Problem description: Please retype all of the following entries exactly.

====== Input data

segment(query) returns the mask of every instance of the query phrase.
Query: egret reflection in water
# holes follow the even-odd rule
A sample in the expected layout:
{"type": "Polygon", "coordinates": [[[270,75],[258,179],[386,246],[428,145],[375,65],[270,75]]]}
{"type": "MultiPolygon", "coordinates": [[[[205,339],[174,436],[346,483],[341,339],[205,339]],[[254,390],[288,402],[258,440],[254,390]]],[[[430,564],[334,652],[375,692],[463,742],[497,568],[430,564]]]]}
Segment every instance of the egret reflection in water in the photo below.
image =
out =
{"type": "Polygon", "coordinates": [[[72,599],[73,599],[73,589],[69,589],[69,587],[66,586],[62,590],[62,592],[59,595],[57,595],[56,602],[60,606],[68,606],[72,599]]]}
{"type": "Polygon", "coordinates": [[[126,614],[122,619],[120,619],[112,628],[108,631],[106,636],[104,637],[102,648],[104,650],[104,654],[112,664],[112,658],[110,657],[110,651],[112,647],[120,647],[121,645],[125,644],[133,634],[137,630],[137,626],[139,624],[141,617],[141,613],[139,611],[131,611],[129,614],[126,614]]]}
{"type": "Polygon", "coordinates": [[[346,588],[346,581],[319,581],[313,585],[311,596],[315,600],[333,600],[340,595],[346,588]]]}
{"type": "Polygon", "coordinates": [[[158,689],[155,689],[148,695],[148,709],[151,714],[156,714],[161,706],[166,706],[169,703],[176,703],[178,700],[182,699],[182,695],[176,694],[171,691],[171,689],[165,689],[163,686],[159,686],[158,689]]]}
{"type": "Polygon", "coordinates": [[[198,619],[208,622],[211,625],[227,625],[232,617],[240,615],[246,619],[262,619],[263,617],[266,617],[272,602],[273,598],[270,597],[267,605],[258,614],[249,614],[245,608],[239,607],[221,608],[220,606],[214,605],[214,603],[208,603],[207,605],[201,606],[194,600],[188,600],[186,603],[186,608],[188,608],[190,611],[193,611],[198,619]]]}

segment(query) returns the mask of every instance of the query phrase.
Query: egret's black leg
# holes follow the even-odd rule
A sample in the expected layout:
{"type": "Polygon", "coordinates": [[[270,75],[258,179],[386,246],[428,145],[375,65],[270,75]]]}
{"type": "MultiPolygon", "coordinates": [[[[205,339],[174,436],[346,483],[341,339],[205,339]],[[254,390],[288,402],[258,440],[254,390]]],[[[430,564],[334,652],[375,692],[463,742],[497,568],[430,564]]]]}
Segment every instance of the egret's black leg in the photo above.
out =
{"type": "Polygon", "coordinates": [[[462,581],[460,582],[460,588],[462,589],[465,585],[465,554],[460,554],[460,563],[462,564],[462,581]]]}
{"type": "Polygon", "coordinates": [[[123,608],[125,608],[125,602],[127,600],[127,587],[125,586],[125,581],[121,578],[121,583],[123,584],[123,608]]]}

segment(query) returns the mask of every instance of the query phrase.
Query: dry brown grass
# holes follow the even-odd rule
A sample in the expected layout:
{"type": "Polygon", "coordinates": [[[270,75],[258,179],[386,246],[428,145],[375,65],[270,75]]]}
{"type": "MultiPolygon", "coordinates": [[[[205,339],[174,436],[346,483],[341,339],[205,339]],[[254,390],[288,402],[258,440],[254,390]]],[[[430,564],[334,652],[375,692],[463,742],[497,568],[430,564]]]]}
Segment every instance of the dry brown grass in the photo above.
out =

============

Expected answer:
segment(query) returns the mask of every instance of the query phrase.
Query: egret reflection in water
# holes follow the even-odd rule
A sample in the expected layout:
{"type": "Polygon", "coordinates": [[[270,75],[258,179],[386,246],[428,145],[375,65],[270,75]]]}
{"type": "MultiPolygon", "coordinates": [[[[205,339],[174,436],[346,483],[341,339],[205,339]],[[254,390],[288,402],[258,440],[254,390]]],[[[430,564],[334,652],[375,692],[463,742],[497,568],[430,564]]]]}
Segment every instance of the egret reflection in water in the photo below.
image =
out =
{"type": "Polygon", "coordinates": [[[72,599],[73,599],[73,589],[69,589],[69,587],[66,586],[62,590],[62,592],[59,595],[57,595],[56,602],[60,606],[68,606],[72,599]]]}
{"type": "Polygon", "coordinates": [[[126,614],[122,619],[120,619],[112,628],[108,631],[106,636],[104,637],[102,648],[104,650],[104,654],[112,664],[112,658],[110,657],[110,651],[112,647],[120,647],[121,645],[125,644],[133,634],[137,630],[137,626],[139,624],[141,617],[141,613],[139,611],[131,611],[129,614],[126,614]]]}
{"type": "Polygon", "coordinates": [[[346,588],[346,581],[319,581],[313,585],[311,596],[315,600],[333,600],[340,595],[346,588]]]}
{"type": "Polygon", "coordinates": [[[158,689],[155,689],[148,695],[148,709],[151,714],[156,714],[161,706],[166,706],[169,703],[176,703],[178,700],[182,699],[182,695],[176,694],[171,691],[171,689],[165,689],[163,686],[159,686],[158,689]]]}
{"type": "Polygon", "coordinates": [[[198,619],[208,622],[211,625],[227,625],[232,617],[240,615],[246,619],[262,619],[263,617],[266,617],[272,602],[273,598],[270,597],[267,605],[258,614],[249,614],[245,608],[239,607],[221,608],[220,606],[214,605],[214,603],[208,603],[207,605],[201,606],[194,600],[188,600],[186,603],[186,608],[188,608],[190,611],[193,611],[198,619]]]}

segment(query) returns the mask of every instance of the query phrase.
Query: egret's black leg
# holes follow the even-odd rule
A sample in the expected layout:
{"type": "Polygon", "coordinates": [[[270,75],[258,179],[386,246],[428,145],[375,65],[270,75]]]}
{"type": "MultiPolygon", "coordinates": [[[[205,339],[174,436],[346,483],[341,339],[205,339]],[[254,390],[288,402],[258,440],[254,390]]],[[[430,564],[334,652],[375,692],[463,742],[497,568],[430,564]]]]}
Segment every instance of the egret's black leg in the photo above.
out =
{"type": "Polygon", "coordinates": [[[462,581],[460,582],[460,588],[462,589],[465,585],[465,554],[460,554],[460,563],[462,564],[462,581]]]}
{"type": "Polygon", "coordinates": [[[123,608],[125,608],[125,602],[127,600],[127,587],[125,586],[125,581],[121,578],[121,583],[123,584],[123,608]]]}

segment(query) returns the mask of every instance of the query phrase.
Query: dry brown grass
# holes follow the even-odd rule
A sample in the expected layout:
{"type": "Polygon", "coordinates": [[[270,75],[258,179],[386,246],[428,145],[375,65],[270,75]]]}
{"type": "MultiPolygon", "coordinates": [[[[205,339],[174,436],[346,483],[341,339],[205,339]],[[254,390],[288,402],[258,440],[254,390]]],[[[430,564],[334,652],[375,692],[463,742],[497,568],[430,564]]]]}
Segment every instance of the dry brown grass in the photo above.
out =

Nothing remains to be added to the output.